# SELECTED EXTRACT start
The Group completed the sale of the Brazil consumer and foodservice business during the period ended
31 January 2024.
Sale of the Brazil consumer and foodservice business
In December 2022 the Group announced the sale of the Brazil consumer and foodservice business. The Brazil
consumer and foodservice business is considered a discontinued operation and its performance has not been
included in a reportable segment.
The divestment was completed in October 2023. Fonterra’s share of sales proceeds amounted to $4 million
after adjustments for net debt and working capital, with a loss of $66 million recognised in Profit after tax from
discontinued operations in the Statement of Profit or Loss and Other Comprehensive Income, mainly comprised
of a debit balance of $68 million that was reclassified from the foreign currency translation reserve.
A breakdown of net assets disposed of is presented in the following table.
# SELECTED EXTRACT end
# SOURCE MATERIAL start
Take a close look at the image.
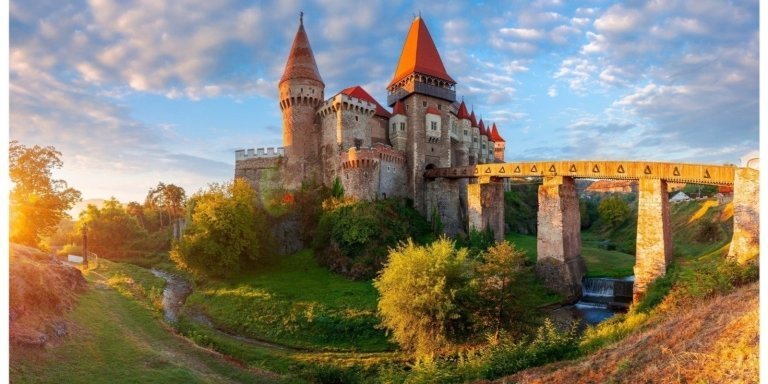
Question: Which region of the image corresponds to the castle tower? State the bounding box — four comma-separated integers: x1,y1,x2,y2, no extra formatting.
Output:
# SOURCE MATERIAL end
GIVEN REQUEST A: In the extract on the Brazil business sale, in what month and year was the divestment completed?
GIVEN REQUEST B: Write out the extract on the Brazil business sale from "The Group completed" up to and including "a reportable segment.", changing "Group" to "Company" throughout.
The data has no role in this work.

WRITTEN ANSWER A: October 2023.

WRITTEN ANSWER B:
The Company completed the sale of the Brazil consumer and foodservice business during the period ended
31 January 2024.
Sale of the Brazil consumer and foodservice business
In December 2022 the Company announced the sale of the Brazil consumer and foodservice business. The Brazil
consumer and foodservice business is considered a discontinued operation and its performance has not been
included in a reportable segment.